___ Supplied data
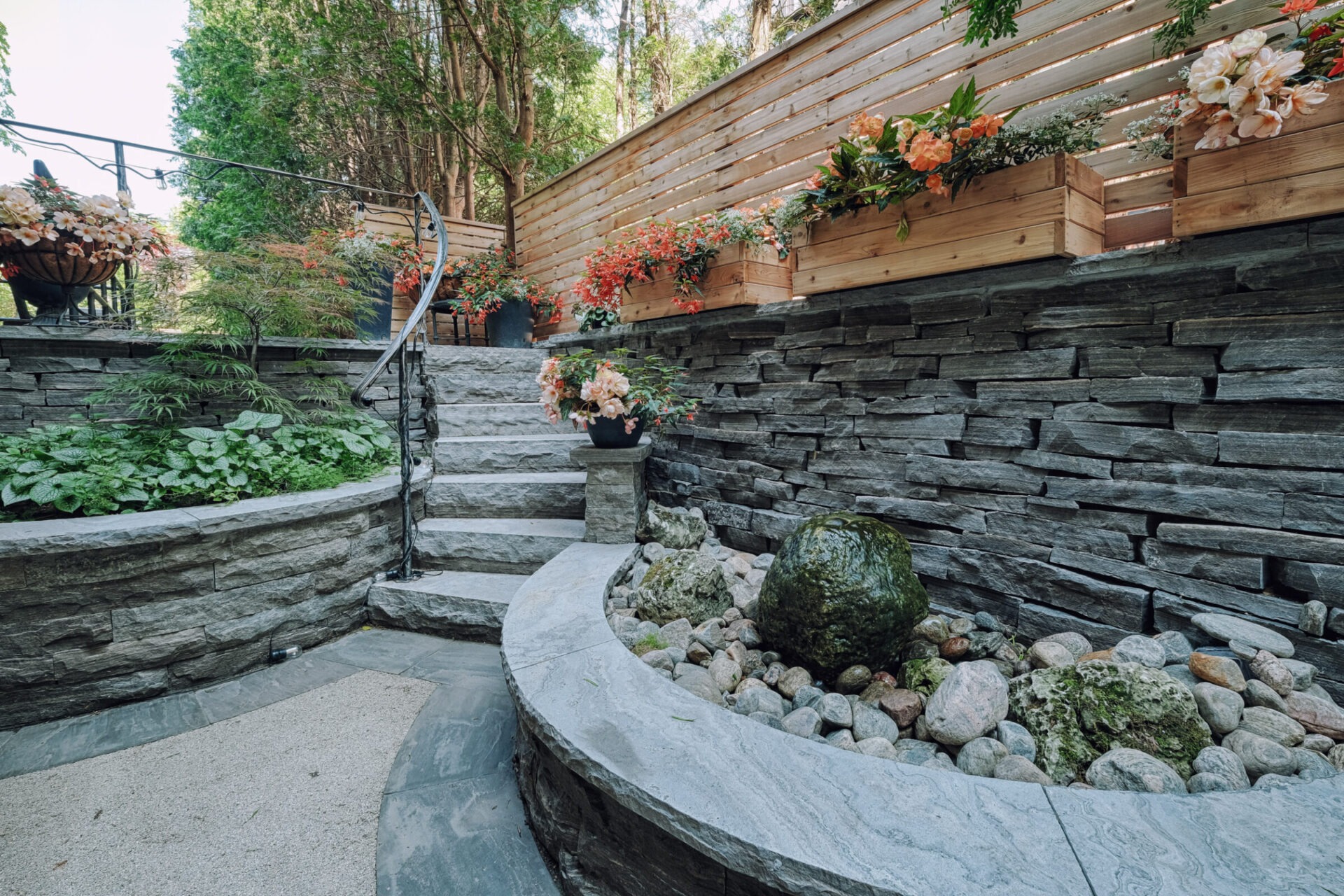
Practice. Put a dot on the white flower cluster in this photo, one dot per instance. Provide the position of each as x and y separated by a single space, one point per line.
104 225
1238 90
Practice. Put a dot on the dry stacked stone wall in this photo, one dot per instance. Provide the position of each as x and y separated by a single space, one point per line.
1108 445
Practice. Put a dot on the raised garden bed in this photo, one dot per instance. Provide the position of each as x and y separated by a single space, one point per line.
741 274
1298 174
1043 209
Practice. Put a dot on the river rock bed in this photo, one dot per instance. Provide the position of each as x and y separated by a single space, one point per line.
1148 715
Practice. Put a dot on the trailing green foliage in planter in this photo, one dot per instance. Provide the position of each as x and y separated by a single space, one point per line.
92 469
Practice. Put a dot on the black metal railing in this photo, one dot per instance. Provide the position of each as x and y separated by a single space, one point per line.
412 330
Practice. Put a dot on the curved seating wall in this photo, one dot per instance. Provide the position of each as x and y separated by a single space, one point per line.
105 610
635 786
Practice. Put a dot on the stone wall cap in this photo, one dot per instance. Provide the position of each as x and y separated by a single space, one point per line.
188 524
806 817
587 454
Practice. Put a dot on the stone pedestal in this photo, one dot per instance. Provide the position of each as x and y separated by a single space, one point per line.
616 496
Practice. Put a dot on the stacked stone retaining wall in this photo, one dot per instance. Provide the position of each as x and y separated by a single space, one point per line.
105 610
1108 445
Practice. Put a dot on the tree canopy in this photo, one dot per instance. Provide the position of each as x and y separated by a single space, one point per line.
473 101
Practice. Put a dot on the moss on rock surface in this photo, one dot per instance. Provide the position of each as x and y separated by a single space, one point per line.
683 584
925 675
841 593
1078 713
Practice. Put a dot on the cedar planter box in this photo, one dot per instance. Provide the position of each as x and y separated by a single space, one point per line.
739 274
1298 174
1040 210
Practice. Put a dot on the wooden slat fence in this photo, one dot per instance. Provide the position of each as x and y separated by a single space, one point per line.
464 238
760 132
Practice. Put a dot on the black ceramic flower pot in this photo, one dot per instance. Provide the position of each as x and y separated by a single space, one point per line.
510 326
608 433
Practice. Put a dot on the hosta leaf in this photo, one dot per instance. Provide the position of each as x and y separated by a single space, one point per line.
43 493
71 456
253 421
69 503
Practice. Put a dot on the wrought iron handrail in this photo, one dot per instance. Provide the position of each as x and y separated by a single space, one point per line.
397 348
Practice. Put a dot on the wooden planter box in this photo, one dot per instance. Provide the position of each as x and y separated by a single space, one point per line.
741 274
1298 174
1047 207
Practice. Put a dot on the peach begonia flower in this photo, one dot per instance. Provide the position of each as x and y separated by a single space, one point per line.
1221 132
1247 43
1298 101
1262 122
1217 61
1212 90
866 127
1243 101
927 150
987 125
27 234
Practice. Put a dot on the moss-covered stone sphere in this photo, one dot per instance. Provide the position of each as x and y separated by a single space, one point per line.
841 593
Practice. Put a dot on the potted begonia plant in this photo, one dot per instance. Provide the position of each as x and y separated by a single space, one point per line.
610 398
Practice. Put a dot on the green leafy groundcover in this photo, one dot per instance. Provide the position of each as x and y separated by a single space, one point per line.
92 469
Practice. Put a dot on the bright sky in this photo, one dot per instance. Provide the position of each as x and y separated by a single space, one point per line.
100 69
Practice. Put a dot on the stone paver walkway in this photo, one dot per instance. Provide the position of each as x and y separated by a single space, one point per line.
379 763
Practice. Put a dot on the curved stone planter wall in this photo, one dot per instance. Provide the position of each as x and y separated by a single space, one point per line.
635 786
105 610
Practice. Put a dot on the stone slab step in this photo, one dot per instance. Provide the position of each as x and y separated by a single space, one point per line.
508 453
489 388
479 359
458 605
493 419
518 495
493 545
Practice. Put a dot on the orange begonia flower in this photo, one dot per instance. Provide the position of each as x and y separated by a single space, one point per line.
987 125
927 152
1297 7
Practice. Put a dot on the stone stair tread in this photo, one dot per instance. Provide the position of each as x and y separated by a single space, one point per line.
495 587
507 526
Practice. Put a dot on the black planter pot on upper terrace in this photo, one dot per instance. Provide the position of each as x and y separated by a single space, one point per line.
510 326
608 433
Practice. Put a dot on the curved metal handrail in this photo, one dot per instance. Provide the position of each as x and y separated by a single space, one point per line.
359 397
397 348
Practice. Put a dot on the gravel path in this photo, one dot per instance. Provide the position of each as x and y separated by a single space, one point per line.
280 799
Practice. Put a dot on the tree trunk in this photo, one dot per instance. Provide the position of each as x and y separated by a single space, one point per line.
622 34
761 29
660 78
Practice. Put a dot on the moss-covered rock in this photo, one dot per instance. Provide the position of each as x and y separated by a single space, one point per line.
1078 713
924 675
841 593
683 584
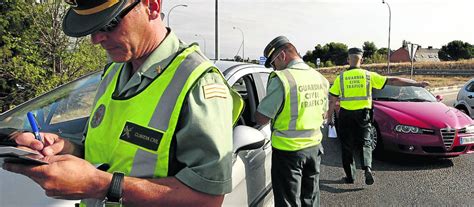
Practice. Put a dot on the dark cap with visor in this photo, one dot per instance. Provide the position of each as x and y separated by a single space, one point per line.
273 47
85 17
355 51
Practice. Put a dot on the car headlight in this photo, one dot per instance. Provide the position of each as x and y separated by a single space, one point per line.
408 129
470 129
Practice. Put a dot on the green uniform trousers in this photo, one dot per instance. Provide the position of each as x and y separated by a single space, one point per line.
354 131
295 176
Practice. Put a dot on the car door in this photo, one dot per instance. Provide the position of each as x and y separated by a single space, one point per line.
64 111
469 96
251 179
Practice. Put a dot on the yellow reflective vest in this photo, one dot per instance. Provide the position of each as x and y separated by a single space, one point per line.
134 135
354 88
298 124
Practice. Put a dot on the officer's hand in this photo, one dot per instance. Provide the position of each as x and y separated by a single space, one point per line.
330 122
52 145
424 84
66 177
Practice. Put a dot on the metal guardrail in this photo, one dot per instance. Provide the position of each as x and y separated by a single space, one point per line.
444 72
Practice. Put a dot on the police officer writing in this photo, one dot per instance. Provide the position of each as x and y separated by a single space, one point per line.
353 88
296 102
149 122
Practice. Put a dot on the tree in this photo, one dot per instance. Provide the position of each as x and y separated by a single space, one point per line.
334 52
237 58
369 49
35 54
456 50
337 53
383 51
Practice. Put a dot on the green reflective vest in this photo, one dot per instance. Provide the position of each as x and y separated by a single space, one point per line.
134 135
298 124
356 91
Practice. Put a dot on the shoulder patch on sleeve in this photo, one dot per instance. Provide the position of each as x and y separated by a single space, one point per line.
215 90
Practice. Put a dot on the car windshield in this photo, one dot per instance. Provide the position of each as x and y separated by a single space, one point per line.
64 110
403 93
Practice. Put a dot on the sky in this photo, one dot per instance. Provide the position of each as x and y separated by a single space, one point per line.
307 23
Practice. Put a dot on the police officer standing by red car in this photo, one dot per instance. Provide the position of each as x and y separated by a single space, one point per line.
296 102
353 88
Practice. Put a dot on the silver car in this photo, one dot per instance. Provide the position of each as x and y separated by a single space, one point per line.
65 111
465 100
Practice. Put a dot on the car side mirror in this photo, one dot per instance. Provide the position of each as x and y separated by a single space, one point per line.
247 138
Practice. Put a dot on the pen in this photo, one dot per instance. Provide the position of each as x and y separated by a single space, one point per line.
34 126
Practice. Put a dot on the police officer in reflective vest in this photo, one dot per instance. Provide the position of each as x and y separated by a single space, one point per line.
353 88
296 102
150 119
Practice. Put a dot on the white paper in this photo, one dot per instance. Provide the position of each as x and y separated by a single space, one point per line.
332 132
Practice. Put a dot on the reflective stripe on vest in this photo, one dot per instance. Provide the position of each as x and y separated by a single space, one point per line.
297 126
293 99
159 107
355 98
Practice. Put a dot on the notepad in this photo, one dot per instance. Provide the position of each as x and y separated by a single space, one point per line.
22 156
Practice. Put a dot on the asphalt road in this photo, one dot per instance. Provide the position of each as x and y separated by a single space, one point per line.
399 180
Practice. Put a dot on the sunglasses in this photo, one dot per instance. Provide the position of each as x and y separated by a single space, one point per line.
273 60
116 20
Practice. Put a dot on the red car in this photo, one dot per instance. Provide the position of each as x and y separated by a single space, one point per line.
411 120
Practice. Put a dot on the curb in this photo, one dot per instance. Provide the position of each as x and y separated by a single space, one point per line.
445 88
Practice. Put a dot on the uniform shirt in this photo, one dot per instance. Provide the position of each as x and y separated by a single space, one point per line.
202 150
376 81
272 103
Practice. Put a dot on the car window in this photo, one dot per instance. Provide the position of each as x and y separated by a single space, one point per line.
64 111
246 88
403 93
261 80
470 87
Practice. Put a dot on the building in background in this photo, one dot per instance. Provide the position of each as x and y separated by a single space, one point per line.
429 54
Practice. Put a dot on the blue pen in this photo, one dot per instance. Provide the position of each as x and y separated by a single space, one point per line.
34 126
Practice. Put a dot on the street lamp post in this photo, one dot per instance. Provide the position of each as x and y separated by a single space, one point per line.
168 18
389 28
242 44
204 40
217 30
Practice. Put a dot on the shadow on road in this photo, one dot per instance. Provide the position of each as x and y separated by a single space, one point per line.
324 186
388 161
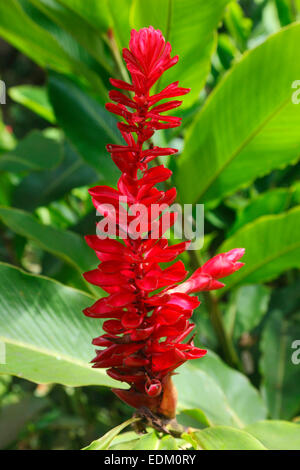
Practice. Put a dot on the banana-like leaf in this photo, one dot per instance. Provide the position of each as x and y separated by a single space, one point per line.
86 123
223 394
19 29
67 245
276 435
224 438
249 124
46 336
280 371
104 442
190 26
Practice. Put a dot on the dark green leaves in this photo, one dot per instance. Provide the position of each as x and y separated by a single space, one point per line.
87 124
35 152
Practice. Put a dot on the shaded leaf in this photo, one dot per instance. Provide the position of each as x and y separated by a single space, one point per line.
86 123
276 435
34 98
281 377
104 442
47 337
224 395
226 438
39 189
35 152
272 246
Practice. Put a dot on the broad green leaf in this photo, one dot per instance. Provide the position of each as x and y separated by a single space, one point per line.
276 435
17 28
94 12
104 442
148 441
34 98
223 394
169 443
270 202
237 24
45 43
35 152
47 337
248 126
77 26
86 123
7 140
226 438
281 376
189 26
272 246
15 416
119 11
41 188
246 308
67 245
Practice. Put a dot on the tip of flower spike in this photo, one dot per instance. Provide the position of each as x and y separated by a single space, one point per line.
236 254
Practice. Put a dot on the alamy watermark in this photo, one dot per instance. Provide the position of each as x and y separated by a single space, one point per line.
2 92
152 221
296 354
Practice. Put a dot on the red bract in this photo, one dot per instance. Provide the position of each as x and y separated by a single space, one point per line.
146 329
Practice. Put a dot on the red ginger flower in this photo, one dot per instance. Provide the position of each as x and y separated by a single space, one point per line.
145 330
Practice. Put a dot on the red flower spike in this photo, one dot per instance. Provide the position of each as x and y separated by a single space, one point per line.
146 330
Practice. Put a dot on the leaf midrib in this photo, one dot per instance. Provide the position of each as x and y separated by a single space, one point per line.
242 146
47 352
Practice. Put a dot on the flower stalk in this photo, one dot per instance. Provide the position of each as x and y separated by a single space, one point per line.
148 332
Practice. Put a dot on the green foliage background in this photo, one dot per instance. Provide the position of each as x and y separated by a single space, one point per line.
239 152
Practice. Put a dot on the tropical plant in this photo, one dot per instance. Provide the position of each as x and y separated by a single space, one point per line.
238 152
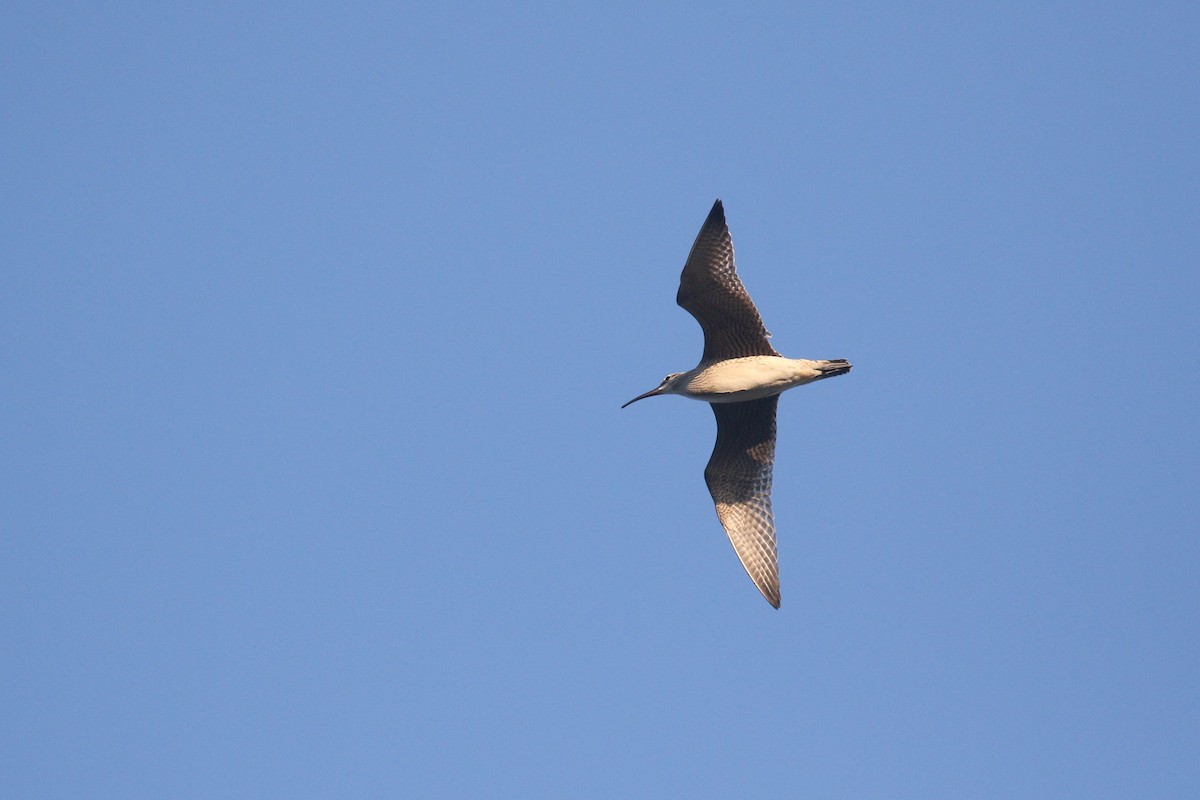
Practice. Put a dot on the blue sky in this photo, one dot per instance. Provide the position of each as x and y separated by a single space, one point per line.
______
* **Given request**
Swap "photo" for "image" in everything from the line containing "Practice. Put a dot on the green foliage" down to the end of the rows, changing nothing else and leaving out the pictures.

* **Expected output**
Practice. Put a dot on the green foliage background in this image, one dot per instance. Provide the position of each as x and y separated by a single space, one point per line.
239 152
Practice. Put a dot on the tropical plant in this image, one dot per instance. Provide the position of each as x and y separated by a single space, one point per line.
238 152
Practice. Put a dot on the blue sky in this image, one dot per instance. Provide the position of each as x and y separated by a single space, one point per line.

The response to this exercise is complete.